**PROBLEM DESCRIPTION**
Repeat the records below exactly, leaving out every picture.
----- PROVIDED MATERIAL
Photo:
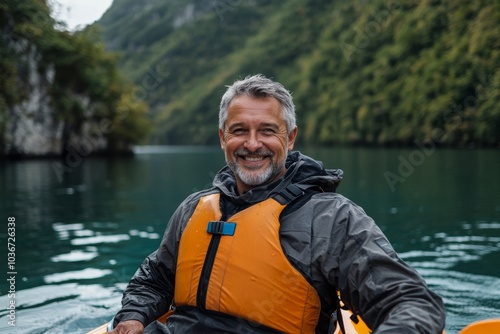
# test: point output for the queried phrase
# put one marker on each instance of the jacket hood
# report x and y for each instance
(301, 170)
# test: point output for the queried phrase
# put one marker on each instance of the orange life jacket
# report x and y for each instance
(238, 267)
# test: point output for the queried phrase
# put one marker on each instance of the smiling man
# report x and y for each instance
(270, 245)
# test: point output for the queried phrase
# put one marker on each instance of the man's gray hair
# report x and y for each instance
(259, 86)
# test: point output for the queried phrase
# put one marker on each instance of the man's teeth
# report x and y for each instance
(247, 158)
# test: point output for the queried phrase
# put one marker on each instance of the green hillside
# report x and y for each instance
(361, 72)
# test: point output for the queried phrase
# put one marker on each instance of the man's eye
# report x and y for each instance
(238, 131)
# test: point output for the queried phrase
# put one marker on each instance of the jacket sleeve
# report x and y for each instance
(390, 296)
(150, 292)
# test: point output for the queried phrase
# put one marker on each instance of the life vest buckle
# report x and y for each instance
(221, 227)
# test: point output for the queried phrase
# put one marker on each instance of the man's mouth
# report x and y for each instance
(253, 158)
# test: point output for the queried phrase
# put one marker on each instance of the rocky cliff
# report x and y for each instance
(61, 93)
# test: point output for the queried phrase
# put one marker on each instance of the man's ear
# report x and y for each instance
(291, 138)
(221, 138)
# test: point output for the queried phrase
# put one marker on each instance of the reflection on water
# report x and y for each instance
(80, 238)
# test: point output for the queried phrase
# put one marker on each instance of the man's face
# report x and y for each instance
(255, 141)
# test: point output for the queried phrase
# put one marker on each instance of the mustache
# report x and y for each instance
(257, 153)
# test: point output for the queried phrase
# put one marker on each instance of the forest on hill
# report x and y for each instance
(380, 72)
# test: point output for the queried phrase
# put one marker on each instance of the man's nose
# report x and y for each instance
(253, 142)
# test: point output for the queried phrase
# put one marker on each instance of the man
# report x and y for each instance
(266, 249)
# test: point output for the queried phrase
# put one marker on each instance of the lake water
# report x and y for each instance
(81, 232)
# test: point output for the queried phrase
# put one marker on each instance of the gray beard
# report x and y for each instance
(256, 178)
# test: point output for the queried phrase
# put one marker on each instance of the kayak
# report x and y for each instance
(350, 326)
(488, 326)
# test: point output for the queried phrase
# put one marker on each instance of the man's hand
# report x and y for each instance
(128, 327)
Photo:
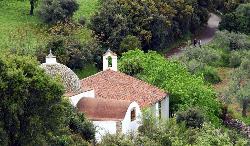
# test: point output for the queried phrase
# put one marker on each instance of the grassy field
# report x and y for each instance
(21, 31)
(18, 29)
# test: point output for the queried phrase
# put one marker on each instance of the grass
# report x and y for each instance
(21, 31)
(89, 70)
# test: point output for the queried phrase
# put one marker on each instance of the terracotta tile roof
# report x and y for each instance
(98, 109)
(70, 94)
(110, 84)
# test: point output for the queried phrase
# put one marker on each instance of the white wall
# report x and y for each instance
(74, 99)
(127, 124)
(105, 62)
(165, 108)
(104, 127)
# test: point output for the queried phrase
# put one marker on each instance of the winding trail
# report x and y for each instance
(206, 35)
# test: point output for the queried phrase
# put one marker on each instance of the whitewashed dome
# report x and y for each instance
(70, 80)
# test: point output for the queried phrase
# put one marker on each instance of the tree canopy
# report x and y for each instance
(157, 23)
(32, 108)
(185, 89)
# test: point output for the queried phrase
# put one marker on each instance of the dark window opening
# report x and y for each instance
(109, 61)
(133, 115)
(159, 107)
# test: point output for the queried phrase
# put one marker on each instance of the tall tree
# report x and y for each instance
(32, 6)
(32, 109)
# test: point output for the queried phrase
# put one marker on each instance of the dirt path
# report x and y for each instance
(206, 35)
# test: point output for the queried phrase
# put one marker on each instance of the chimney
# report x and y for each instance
(50, 59)
(110, 60)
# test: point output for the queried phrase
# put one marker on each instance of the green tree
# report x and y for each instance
(53, 11)
(32, 109)
(156, 23)
(185, 90)
(240, 85)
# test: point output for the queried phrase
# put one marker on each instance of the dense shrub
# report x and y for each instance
(82, 20)
(172, 134)
(238, 21)
(204, 55)
(235, 59)
(191, 117)
(130, 43)
(52, 11)
(229, 41)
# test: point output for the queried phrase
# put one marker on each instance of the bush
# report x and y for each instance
(130, 43)
(235, 59)
(53, 11)
(204, 55)
(232, 41)
(210, 75)
(192, 118)
(82, 20)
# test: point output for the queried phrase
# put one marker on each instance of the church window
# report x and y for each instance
(133, 114)
(109, 61)
(159, 108)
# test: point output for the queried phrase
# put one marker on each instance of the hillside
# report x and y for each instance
(20, 30)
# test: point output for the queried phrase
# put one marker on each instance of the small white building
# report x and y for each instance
(111, 99)
(111, 116)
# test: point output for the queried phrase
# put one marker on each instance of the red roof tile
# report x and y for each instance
(98, 109)
(110, 84)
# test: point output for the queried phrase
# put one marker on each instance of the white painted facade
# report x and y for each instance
(104, 127)
(76, 98)
(161, 107)
(127, 126)
(106, 61)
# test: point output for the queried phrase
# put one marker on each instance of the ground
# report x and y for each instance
(20, 30)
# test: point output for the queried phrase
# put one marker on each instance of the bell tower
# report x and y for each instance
(110, 60)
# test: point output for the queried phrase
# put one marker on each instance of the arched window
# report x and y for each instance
(109, 61)
(133, 115)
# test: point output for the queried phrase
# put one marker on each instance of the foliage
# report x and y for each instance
(238, 21)
(191, 117)
(202, 55)
(232, 41)
(170, 133)
(240, 84)
(184, 89)
(53, 11)
(33, 111)
(155, 23)
(235, 59)
(130, 43)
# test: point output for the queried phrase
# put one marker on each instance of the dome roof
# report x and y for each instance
(70, 80)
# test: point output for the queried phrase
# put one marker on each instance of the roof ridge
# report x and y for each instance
(92, 75)
(142, 81)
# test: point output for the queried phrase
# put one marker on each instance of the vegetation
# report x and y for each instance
(26, 95)
(156, 24)
(174, 134)
(53, 11)
(237, 21)
(185, 89)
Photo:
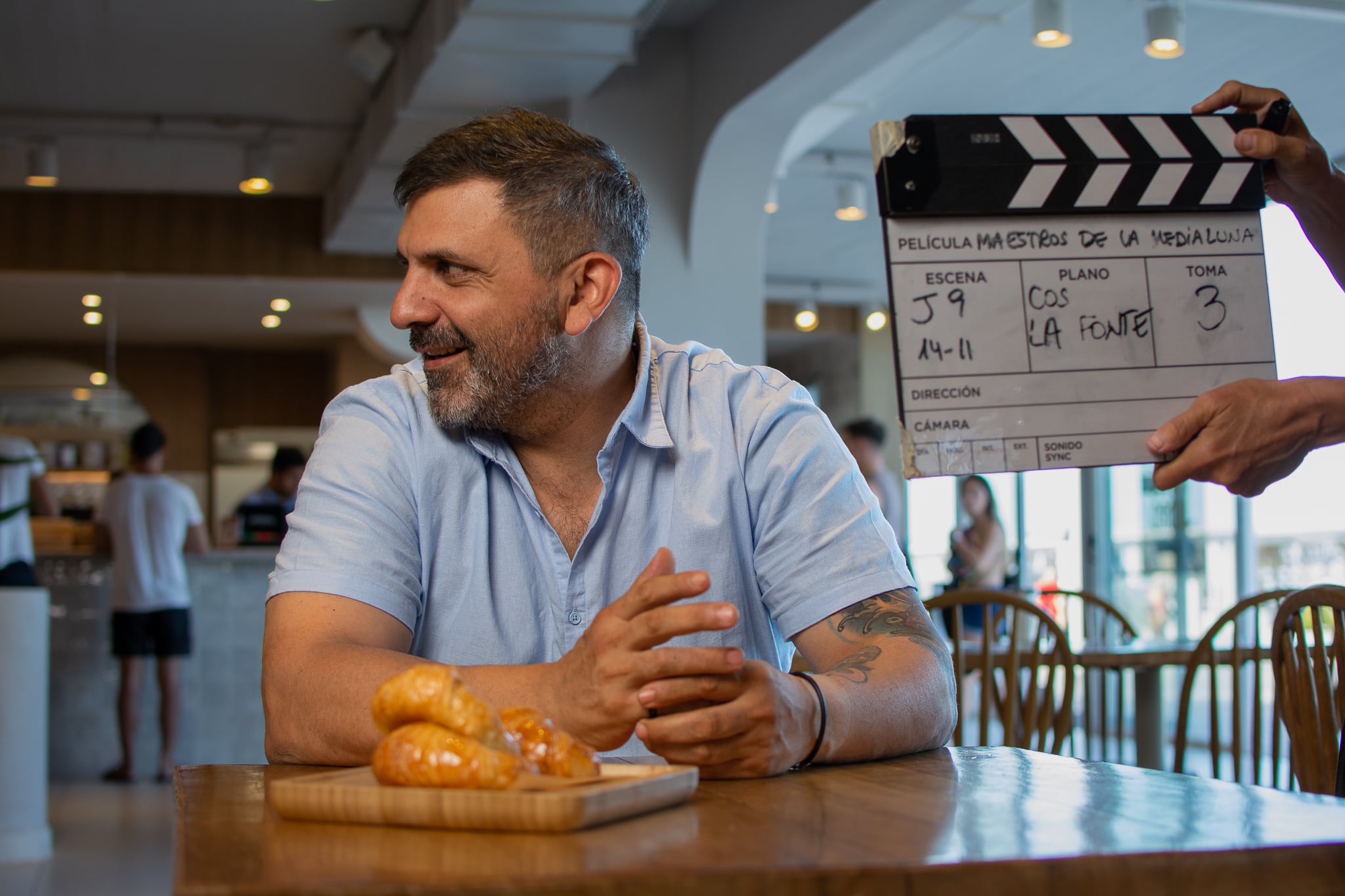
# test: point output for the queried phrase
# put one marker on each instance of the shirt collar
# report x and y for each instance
(643, 414)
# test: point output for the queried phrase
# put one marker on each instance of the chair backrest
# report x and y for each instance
(1091, 622)
(1020, 671)
(1309, 657)
(1250, 618)
(1088, 620)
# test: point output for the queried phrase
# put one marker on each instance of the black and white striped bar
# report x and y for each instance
(1060, 164)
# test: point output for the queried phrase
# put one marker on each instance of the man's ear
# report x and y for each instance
(592, 281)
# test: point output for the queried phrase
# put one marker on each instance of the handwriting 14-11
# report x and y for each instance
(934, 349)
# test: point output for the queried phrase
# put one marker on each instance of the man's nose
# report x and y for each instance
----------
**RESPONSE TO THE TASK**
Photo:
# test: point output for the queried phrase
# put one marker on each instance of the jacket hood
# report x and y for each instance
(301, 170)
# test: point output for the queried phrase
# put one marker on each instance of the orange life jacket
# report x and y for each instance
(238, 267)
# test: point output for the queried phrase
# put one marker on each instance of the smiling man
# report x and y for each instance
(270, 245)
# test: point output for the queried phrase
# put one marker on each instance of the man's gray hair
# report x and y for each instance
(259, 86)
# test: point output for the queried phrase
# put one marker on each instance of the man's teeth
# report x and y for each instance
(247, 158)
# test: point output for the queried phrase
# put one marker on each instance of the green hillside
# report x and y for each instance
(361, 72)
# test: point output for the queried phrase
# put one marker on each instance of the man's eye
# report x and y for each instance
(238, 131)
# test: point output for the queried phrase
# put one marker on each instance of the jacket sleeve
# report x and y for each instance
(390, 296)
(150, 292)
# test: point output for the queried phrase
# put one marker on each instance of the life vest buckle
# report x and y for each instance
(221, 227)
# test: point output for the queried phrase
# put one marker on each instance of the man's mouth
# report x and y for each instance
(253, 158)
# test: point output for the queried phrase
# put one marker on each instance of the rocky cliff
# report x and y for each instance
(61, 93)
# test: point output for the queried phrase
# put one marker on each instance of the man's ear
# report x and y for each instance
(291, 138)
(221, 138)
# test: point output for the queried phrase
# put one marker on each instance of the reflection on water
# report x and y for each instance
(80, 238)
# test: point output for the queried phrase
# put one marker on each instance of the man's face
# report x and y for each instance
(255, 141)
# test: point output for the queried phrase
# put one marker on each instance of the mustache
# report x and y for each instance
(257, 153)
# test: point output for the queried phrase
# put one marker on each instance of the forest on hill
# report x and y for each instance
(380, 72)
# test: point output for the queried phrase
# put one marker on each instance of the man's nose
# report x and y for each instance
(253, 142)
# test: point output for the queried phrase
# put one marker on each instance of the man
# report x and y for each instance
(266, 249)
# test: point output for the queried phrase
# put one marker on each instance of the lake water
# report x and y for each instance
(81, 232)
# test: point output for the queried phrase
# put one marker on each instance of the gray beard
# report x and y for each instance
(256, 178)
# test: point output for the queried phrase
# put one marker on each instance of the kayak
# report x and y for each instance
(350, 326)
(488, 326)
# test: point output for the queried phrase
# put one marker on each instance of the man's hand
# report x and y for each instance
(128, 327)
Photo:
# test: point output for the queried phrase
# put one marker on each instance of the grassy field
# report x and y for each instance
(21, 31)
(18, 29)
# test: point output for the queried phrase
# put one marker on each instance of the grass
# report x and y for each instance
(21, 31)
(89, 70)
# test: point output for the queried phrase
# put one marker on each instance of the terracotta tile roof
# report x and y for each instance
(98, 109)
(70, 94)
(110, 84)
# test: point output for the queried phrase
# put one marker on each instance of the white wall
# report x and y for each instance
(74, 99)
(127, 124)
(105, 62)
(165, 108)
(104, 127)
# test: point output for the queried phrase
# put one marker on each instance of the winding trail
# report x and y for each instance
(206, 35)
# test: point output for the queried phrase
# put one marker on each instance of the whitewashed dome
# report x and y for each instance
(70, 80)
# test: point output for the queried phrase
# put one marker on each instance of the tree canopy
# report x and y for each instance
(157, 23)
(32, 108)
(185, 89)
# test: point output for the queried phrase
# put one marker on each instance of the dark window opening
# report x and y for each instance
(109, 61)
(133, 115)
(159, 107)
# test: point output for the queried phrase
# put one marker on each instance of the tall tree
# report x and y for each instance
(32, 6)
(32, 109)
# test: point output for the queried phrase
# put one marker on each instance of the dirt path
# report x and y for each instance
(206, 35)
# test: point output for the queried phrase
# put one marker on each instance of the chimney
# report x and y for each instance
(50, 59)
(110, 60)
# test: point output for the queried phrase
# put one marker on each instance of the green tree
# report x and y for each instance
(53, 11)
(32, 109)
(156, 23)
(185, 90)
(240, 85)
# test: point output for the queried phrase
# put one marker on each instance of the dense shrub
# report x and y for each instance
(82, 20)
(172, 134)
(238, 21)
(204, 55)
(235, 59)
(191, 117)
(130, 43)
(52, 11)
(229, 41)
# test: point output for the queried phrase
# put one marker on each instance of the bush
# report x and y for each instance
(130, 43)
(235, 59)
(53, 11)
(204, 55)
(232, 41)
(210, 75)
(192, 118)
(82, 20)
# test: point output for the queried phrase
# put one marker on each instance of the church window
# report x and y for each instance
(133, 114)
(109, 61)
(159, 108)
# test: point output for the queried phrase
# put one marker on each instance of the hillside
# report x and y for each instance
(20, 30)
# test: point output for the queried phrase
# put one marker on each instance of the small white building
# report x and y for each instance
(111, 99)
(111, 116)
# test: point output for the queried phrase
# put one marker on each instance of the red roof tile
# report x and y for each instance
(98, 109)
(110, 84)
# test: point output for the queried phrase
# put one marker on each instance of the white painted facade
# report x and y for each instance
(104, 127)
(76, 98)
(161, 107)
(127, 126)
(106, 61)
# test: point output for the queried phrase
# put one marker on each instance of the ground
# report x and y for each instance
(20, 30)
# test: point output for the queried phrase
# put one marker on each instance of the bell tower
# report x and y for each instance
(110, 60)
# test: point output for the queried phrase
# put one marker on each instance of the arched window
# report x and y for each instance
(109, 61)
(133, 115)
# test: point output for the queried phrase
# put one marker on each instance of the foliage
# report x and y for each instance
(238, 21)
(191, 117)
(202, 55)
(232, 41)
(170, 133)
(240, 84)
(184, 89)
(53, 11)
(33, 111)
(155, 23)
(235, 59)
(130, 43)
# test: point output for the queried phrase
# put one marker on each instance of the dome roof
# report x and y for each instance
(70, 80)
# test: point output for the queried phrase
# put one marker on each instance of the roof ridge
# report x and y for each instance
(92, 75)
(142, 81)
# test: point output for the queried phrase
# put one marker on each instance of the vegetation
# report x and y for each instance
(26, 95)
(156, 24)
(174, 134)
(53, 11)
(237, 21)
(185, 89)
Photo:
# test: point output for the queried phrase
# put one marker on each instance of the shirt collar
# report x and y for each instance
(643, 414)
# test: point output for the queried phrase
# put one marker on each instance of the chair backrest
# report x and y for each instance
(1091, 622)
(1020, 671)
(1309, 657)
(1250, 618)
(1088, 620)
# test: point output for the queried phrase
# put one marker on each instance of the black and white striped bar
# report x and y for each instance
(1060, 164)
# test: point output for the queried phrase
# put one marker on each instance of the man's ear
# report x and y for each instance
(592, 281)
# test: point output for the queried phrase
# put one marker on each instance of the handwriting 14-11
# report x and y for each instance
(934, 349)
# test: point output for the queried phrase
# put one marker on each instance of the man's nose
# report x and y for each instance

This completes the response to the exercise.